▸ **Consigne 1**
Pouvez-vous réécrire sous forme de liste JSON de chaînes les lignes de la liste ci-dessous, une chaîne par ligne et sans les lignes vides, en partant de la ligne qui contient "of the nose?" et en allant jusqu'à la fin de la liste, ces deux bornes comprises ?

▸ **Extrait cité**
+ + + +

La société ENEDIS conclut à la réformation de la décision et au rejet des demandes présentées à son encontre.

A titre subsidiaire, la société ENEDIS demande :

-de lui donner acte de son désistement d'instance à l'égard de la compagnie AGCS,

-de condamner la compagnie AXA CORPORATE SOLUTIONS à la garantir de l'ensemble des condamnations mises à sa charge,

-de lui donner acte de son désistement envers la société Allianz Global Corporate & Specialty SE.

La société FLASSANS ENERGY rétorque :

-que la transmission de la PTF devait intervenir dans le délai et que le manquement à cette obligation ouvre droit à réparation,

-que le lien de causalité est établi,

-que ENEDIS a violé l'obligation légale d'instruire les dossiers sans discrimination,

-que ERDF est soumise à une obligation de résultat par l'absence d'aléa sur la réalisation de sa prestation,

-que l'illégalité de l'arrêté du 12 janvier 2010 ne peut avoir pour effet de remettre les contrats conclus en cause puisque que le contrat d'achat aurait nécessairement été conclu en 2011 sans difficulté du fait que l'arrêté n'a fait l'objet d'aucun recours et qu'il est définitif,

-que même dans l'hypothèse d'une invalidation de l'arrêté du 12 janvier 2010, celle-ci ne peut être rétroactive au vu de la jurisprudence de la CJUE,

-que la conformité avec le droit européen de l'aide d'Etat apportée aux énergies renouvelables et au secteur photovoltaïque en particulier exclut que l'arrêté du 12 janvier 2010 puisse être invalidé,

-qu'elle est fondée à invoquée une perte de marge,

-que même en se référant à la théorie de la perte de chance, elle doit obtenir une indemnisation de près de 100% de la perte de marge,

-que la méthode de calcul de la réparation est fixée par la cour de cassation et qu'elle l'applique,

-qu'elle justifie de son préjudice qu'elle fixe à la somme de 8 079 369 € outre intérêts au taux légal à compter de l'assignation.

+ + + +

▸ **Données fournies**
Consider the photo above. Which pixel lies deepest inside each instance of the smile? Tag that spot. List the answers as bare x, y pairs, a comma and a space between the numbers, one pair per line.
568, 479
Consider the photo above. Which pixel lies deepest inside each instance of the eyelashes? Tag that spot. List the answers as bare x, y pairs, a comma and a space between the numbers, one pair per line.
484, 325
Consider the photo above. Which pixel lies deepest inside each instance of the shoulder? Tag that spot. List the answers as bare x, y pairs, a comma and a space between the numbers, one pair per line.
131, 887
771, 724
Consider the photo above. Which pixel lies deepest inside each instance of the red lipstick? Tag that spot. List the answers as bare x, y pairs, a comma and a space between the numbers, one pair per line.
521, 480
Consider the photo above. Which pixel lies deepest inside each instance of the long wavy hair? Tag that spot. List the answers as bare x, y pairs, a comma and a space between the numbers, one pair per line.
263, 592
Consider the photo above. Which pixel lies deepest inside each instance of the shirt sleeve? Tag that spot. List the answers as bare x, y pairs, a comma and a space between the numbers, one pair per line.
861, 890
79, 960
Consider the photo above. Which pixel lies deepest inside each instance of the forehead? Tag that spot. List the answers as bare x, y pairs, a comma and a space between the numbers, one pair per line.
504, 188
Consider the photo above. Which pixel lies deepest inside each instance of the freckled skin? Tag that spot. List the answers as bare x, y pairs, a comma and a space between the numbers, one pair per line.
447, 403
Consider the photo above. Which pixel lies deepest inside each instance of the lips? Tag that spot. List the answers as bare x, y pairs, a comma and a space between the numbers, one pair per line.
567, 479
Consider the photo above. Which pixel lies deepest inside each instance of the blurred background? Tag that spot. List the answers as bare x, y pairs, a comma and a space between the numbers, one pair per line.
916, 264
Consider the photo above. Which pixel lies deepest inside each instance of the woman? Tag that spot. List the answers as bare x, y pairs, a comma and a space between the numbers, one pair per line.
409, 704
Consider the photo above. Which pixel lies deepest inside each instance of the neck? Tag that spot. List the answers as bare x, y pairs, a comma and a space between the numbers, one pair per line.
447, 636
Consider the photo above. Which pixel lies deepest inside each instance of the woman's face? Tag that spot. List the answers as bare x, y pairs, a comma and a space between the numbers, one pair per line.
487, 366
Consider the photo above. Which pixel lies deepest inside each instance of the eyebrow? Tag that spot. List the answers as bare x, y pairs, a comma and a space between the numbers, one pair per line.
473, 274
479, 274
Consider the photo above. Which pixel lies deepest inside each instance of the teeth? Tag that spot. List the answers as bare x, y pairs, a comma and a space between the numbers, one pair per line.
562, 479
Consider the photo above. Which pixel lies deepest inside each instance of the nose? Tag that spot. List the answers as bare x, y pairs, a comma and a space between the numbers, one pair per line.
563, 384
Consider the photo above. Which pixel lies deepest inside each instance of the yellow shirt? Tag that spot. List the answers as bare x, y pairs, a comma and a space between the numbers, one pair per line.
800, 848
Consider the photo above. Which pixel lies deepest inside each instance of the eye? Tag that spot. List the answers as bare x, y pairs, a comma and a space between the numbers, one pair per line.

+ + + +

▸ **Consigne 2**
Pouvez-vous recopier sans rien changer le passage de l'extrait cité ci-dessus sur le litige entre ENEDIS et FLASSANS ENERGY, en commençant par "-que même en" et en allant jusqu'à "compter de l'assignation." ?

▸ **Solution rédigée 1**
[
  "Consider the photo above. Which pixel lies deepest inside each instance of the nose? Tag that spot. List the answers as bare x, y pairs, a comma and a space between the numbers, one pair per line.",
  "563, 384",
  "Consider the photo above. Which pixel lies deepest inside each instance of the yellow shirt? Tag that spot. List the answers as bare x, y pairs, a comma and a space between the numbers, one pair per line.",
  "800, 848",
  "Consider the photo above. Which pixel lies deepest inside each instance of the eye? Tag that spot. List the answers as bare x, y pairs, a comma and a space between the numbers, one pair per line."
]

▸ **Solution rédigée 2**
-que même en se référant à la théorie de la perte de chance, elle doit obtenir une indemnisation de près de 100% de la perte de marge,

-que la méthode de calcul de la réparation est fixée par la cour de cassation et qu'elle l'applique,

-qu'elle justifie de son préjudice qu'elle fixe à la somme de 8 079 369 € outre intérêts au taux légal à compter de l'assignation.